— Begin Stored rows —

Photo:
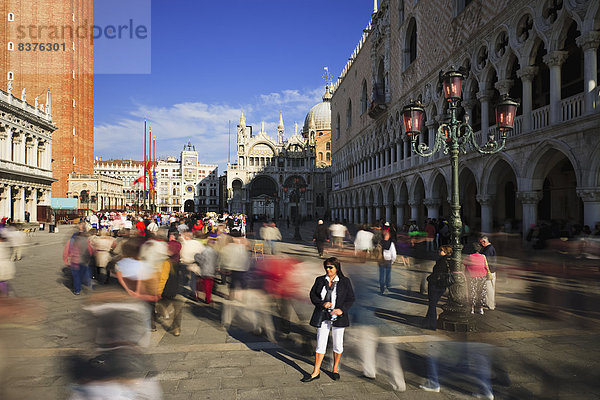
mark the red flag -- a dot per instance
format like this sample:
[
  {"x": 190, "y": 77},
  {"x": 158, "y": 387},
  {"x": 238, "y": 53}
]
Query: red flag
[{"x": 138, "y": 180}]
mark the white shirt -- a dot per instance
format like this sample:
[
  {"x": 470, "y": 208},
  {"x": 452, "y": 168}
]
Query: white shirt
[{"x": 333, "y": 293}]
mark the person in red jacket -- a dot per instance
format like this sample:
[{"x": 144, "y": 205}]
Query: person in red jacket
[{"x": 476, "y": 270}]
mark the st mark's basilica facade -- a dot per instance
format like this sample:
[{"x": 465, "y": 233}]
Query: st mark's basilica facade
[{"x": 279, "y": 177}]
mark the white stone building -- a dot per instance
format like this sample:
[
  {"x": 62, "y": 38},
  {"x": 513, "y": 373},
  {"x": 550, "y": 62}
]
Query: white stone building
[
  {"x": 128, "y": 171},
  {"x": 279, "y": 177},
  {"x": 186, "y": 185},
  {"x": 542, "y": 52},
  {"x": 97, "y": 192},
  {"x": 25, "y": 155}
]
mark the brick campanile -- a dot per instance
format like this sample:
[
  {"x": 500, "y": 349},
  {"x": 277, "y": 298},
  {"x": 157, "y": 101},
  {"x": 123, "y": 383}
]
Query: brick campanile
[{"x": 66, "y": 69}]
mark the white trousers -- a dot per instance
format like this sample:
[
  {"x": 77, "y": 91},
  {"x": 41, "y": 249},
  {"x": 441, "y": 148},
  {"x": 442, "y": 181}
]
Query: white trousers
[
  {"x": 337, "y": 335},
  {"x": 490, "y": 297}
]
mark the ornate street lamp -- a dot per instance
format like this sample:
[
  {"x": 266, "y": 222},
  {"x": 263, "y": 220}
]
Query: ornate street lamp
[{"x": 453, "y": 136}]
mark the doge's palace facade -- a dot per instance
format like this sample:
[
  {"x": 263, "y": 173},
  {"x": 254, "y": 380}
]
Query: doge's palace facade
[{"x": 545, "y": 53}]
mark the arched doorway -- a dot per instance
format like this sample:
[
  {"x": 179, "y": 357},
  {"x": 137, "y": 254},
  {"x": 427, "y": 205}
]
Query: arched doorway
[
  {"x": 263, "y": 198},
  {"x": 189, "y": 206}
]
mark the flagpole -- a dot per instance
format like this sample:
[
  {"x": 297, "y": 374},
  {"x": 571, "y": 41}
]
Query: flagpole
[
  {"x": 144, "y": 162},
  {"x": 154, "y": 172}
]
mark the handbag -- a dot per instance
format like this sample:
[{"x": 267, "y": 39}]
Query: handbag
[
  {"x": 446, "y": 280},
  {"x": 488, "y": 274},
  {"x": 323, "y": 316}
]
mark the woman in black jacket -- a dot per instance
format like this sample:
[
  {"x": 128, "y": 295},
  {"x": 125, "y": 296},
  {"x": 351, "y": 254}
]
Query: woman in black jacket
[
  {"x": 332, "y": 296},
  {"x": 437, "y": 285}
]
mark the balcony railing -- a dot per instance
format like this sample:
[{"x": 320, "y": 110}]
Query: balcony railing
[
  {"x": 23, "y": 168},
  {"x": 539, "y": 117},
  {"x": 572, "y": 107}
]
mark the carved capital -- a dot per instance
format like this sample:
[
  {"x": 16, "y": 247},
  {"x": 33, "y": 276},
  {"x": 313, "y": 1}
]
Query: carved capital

— End Stored rows —
— Begin Stored rows —

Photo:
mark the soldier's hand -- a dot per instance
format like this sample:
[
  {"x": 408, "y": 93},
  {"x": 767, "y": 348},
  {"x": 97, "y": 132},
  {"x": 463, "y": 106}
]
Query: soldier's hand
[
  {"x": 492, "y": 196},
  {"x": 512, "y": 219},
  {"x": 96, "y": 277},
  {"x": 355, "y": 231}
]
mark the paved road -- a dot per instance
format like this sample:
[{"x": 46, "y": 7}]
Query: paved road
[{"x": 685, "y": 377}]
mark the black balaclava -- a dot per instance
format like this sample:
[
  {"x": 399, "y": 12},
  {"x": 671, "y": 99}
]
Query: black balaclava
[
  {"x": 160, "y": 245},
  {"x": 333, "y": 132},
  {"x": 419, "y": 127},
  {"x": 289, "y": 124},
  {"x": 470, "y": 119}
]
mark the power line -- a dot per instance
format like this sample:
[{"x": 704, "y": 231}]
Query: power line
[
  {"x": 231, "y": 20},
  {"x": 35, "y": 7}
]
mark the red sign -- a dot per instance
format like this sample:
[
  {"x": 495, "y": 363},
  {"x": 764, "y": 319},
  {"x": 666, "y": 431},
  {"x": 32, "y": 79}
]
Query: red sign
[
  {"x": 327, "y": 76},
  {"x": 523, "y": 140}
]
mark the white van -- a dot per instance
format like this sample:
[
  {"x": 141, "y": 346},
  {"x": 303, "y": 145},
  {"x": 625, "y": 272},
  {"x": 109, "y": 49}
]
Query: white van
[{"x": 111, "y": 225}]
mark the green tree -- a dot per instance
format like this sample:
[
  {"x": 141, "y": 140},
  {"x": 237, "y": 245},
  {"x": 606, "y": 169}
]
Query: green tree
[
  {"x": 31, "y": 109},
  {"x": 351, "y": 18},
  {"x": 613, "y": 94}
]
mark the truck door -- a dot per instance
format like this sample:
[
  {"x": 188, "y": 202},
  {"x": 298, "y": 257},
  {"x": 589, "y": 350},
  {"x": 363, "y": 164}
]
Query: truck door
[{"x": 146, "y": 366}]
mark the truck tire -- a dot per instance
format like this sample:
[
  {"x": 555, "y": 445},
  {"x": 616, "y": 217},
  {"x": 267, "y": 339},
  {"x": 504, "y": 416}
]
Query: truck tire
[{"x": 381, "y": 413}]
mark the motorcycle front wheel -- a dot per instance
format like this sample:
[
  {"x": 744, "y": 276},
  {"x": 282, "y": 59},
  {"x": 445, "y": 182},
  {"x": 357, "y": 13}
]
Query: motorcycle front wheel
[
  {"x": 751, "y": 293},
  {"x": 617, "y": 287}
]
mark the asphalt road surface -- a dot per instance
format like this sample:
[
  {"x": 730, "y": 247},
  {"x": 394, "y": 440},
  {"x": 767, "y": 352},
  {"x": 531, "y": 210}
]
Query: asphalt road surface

— End Stored rows —

**Required work**:
Locate every line in the listing above that contains the word "facade", treating uppercase and lowercase as different, and copy each of those lines.

**Reply to the task**:
mark the st mark's basilica facade -- a dot per instance
Query: st mark's basilica facade
mark the doge's palace facade -- a dot per instance
Query: doge's palace facade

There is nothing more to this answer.